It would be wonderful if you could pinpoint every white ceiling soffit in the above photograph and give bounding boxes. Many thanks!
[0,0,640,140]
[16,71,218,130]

━━━━━━━━━━

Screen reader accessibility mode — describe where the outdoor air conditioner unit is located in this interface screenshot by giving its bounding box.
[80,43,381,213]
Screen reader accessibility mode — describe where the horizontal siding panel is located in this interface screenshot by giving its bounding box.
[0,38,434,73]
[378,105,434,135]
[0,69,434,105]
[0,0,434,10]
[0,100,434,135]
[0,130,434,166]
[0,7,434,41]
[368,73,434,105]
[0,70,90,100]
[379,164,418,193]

━━━━━━━━━━

__What to work on__. Copy out, character for character, the stretch of records that begins with the line containing "It would be" and ends with the line containing "[16,71,218,130]", both of those lines included.

__Written solution__.
It would be wonderful if you could pinpoint every white ceiling soffit in the above photograph and give bounding boxes. Many thanks!
[0,0,640,140]
[16,71,218,130]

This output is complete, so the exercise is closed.